• [TASK INSTRUCTIONS]: Lines below that include "cushion" are the answer; copy each one.

*** Block opens ***

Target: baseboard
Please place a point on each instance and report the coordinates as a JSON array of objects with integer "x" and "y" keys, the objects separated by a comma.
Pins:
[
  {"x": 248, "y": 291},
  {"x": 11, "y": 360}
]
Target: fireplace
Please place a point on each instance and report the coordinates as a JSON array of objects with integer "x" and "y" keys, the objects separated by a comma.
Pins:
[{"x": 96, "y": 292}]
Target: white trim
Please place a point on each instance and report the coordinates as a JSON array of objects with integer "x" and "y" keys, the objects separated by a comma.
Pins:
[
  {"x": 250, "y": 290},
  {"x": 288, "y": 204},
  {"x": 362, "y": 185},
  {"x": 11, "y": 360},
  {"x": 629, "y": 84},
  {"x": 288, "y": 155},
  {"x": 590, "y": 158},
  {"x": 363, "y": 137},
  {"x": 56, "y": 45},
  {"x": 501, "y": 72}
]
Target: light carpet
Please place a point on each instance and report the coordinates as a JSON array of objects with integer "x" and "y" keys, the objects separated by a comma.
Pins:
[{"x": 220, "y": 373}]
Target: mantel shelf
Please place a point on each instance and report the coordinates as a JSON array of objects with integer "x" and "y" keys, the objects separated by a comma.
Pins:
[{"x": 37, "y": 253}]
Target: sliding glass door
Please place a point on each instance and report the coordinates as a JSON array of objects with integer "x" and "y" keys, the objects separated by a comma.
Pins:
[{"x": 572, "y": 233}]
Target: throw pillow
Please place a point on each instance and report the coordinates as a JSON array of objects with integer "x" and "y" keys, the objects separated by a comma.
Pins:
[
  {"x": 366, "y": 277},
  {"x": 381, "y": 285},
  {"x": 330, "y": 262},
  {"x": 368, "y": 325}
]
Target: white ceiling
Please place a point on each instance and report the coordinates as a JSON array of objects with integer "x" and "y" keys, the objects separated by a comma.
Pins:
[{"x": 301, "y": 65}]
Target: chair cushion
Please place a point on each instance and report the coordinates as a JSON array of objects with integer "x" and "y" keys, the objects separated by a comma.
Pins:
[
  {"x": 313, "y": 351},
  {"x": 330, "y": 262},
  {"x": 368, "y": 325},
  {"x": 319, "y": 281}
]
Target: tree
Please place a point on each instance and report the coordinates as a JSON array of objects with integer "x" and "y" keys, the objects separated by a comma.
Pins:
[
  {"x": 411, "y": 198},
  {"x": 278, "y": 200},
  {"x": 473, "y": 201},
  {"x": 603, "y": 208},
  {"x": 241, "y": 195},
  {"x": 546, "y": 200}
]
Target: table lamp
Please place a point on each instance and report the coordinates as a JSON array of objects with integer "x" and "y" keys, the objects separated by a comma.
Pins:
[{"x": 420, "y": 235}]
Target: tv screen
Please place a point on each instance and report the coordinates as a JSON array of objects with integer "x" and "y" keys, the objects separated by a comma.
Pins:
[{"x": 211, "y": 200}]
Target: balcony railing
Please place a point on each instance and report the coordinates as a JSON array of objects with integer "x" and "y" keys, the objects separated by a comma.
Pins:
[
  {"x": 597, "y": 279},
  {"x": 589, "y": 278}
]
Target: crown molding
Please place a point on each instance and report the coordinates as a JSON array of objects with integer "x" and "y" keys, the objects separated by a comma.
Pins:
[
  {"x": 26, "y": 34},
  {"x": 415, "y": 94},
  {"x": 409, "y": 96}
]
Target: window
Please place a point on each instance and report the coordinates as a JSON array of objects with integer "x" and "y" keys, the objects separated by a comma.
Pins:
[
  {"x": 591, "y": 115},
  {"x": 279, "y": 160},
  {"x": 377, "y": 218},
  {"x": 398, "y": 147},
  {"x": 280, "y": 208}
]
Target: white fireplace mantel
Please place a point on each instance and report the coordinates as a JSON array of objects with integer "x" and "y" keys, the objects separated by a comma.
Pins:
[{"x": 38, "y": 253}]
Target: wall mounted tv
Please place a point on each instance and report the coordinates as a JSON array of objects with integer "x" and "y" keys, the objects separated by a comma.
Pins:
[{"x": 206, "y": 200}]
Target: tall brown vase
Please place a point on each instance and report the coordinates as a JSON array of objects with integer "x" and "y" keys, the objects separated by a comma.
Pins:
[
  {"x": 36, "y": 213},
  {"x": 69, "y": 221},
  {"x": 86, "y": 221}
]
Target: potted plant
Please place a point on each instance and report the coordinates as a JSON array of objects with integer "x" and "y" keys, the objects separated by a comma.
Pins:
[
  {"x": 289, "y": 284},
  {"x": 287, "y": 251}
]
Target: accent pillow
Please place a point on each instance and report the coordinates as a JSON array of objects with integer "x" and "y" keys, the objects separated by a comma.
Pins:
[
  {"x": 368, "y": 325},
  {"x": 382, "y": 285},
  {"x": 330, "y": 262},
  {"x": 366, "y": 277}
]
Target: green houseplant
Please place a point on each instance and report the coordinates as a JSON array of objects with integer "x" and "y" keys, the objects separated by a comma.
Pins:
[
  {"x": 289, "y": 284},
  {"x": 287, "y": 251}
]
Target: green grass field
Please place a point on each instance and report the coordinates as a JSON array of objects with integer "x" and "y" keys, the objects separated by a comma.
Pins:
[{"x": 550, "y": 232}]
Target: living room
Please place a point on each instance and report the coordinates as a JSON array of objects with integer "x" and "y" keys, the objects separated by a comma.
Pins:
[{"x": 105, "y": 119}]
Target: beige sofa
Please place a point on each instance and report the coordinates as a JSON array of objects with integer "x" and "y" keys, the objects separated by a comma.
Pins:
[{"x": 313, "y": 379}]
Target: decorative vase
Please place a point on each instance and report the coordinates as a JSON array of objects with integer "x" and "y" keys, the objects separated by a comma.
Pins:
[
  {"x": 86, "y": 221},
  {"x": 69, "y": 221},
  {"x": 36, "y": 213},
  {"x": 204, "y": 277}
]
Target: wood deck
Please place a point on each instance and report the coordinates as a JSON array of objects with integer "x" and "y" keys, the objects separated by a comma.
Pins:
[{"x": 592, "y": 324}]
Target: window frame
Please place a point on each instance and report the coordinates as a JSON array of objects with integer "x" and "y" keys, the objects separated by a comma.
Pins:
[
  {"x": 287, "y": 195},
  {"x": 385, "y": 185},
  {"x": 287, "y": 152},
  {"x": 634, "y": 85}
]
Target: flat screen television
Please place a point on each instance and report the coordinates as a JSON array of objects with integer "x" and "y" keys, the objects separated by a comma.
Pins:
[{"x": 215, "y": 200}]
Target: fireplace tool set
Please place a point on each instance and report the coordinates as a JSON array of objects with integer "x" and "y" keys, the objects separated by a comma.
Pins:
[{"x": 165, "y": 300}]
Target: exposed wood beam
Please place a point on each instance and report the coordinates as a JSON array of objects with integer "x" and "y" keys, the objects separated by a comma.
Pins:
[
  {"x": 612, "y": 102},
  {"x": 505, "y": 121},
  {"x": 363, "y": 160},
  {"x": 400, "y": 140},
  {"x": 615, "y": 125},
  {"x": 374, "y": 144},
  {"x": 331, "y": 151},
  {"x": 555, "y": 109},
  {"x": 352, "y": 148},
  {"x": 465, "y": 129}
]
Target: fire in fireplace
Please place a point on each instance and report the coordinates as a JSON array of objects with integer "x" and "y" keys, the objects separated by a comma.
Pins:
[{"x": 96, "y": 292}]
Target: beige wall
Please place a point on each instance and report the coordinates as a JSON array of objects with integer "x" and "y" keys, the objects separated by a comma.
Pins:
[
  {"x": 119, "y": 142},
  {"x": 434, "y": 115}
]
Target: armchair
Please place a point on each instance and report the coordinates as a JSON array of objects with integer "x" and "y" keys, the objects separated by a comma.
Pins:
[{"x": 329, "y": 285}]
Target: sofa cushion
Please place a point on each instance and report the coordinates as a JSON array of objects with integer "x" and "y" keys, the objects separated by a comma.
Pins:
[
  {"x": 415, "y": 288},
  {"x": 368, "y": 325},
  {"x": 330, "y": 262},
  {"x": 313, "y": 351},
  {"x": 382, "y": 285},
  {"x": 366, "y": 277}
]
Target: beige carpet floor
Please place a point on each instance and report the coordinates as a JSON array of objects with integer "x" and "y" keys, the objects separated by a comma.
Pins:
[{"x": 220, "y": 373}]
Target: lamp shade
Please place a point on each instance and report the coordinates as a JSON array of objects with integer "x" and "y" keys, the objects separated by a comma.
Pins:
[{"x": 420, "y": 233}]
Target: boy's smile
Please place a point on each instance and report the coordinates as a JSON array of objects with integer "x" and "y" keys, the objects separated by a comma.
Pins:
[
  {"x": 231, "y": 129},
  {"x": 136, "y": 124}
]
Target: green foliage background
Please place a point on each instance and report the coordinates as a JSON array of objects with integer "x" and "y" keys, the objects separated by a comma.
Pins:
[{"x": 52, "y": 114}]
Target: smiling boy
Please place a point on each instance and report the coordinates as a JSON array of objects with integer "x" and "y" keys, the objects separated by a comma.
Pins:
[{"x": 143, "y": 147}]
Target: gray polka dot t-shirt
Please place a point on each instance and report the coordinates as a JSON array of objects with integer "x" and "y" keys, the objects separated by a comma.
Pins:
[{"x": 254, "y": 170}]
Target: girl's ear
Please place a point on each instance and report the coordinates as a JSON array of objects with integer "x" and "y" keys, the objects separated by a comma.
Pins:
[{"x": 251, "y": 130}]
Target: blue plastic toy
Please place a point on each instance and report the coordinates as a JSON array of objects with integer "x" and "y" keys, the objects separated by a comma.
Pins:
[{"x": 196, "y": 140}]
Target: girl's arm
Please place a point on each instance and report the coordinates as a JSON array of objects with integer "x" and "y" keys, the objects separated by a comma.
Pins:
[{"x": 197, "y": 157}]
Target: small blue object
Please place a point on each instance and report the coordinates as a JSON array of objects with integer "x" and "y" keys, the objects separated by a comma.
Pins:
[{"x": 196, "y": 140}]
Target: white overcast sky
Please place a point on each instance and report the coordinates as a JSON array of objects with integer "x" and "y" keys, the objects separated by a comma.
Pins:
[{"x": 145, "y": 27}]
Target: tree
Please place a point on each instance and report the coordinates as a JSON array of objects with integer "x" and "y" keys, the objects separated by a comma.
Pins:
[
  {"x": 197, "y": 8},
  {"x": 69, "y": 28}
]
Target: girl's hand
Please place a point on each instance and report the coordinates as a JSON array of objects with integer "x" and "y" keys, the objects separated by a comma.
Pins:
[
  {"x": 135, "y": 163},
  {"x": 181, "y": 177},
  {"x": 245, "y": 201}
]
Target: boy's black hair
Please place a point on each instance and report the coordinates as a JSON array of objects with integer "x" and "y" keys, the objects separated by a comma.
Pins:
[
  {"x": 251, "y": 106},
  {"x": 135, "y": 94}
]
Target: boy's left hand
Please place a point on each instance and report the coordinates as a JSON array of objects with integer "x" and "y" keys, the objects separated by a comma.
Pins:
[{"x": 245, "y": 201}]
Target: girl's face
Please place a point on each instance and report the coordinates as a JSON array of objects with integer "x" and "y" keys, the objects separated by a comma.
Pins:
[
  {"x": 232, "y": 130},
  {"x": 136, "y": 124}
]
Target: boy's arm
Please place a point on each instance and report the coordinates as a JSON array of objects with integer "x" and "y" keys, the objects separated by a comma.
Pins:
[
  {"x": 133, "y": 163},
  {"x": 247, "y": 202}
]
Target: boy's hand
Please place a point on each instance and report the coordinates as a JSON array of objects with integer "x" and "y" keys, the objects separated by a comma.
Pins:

*** Block closes ***

• [YOUR RESPONSE]:
Target: chair cushion
Target: sofa cushion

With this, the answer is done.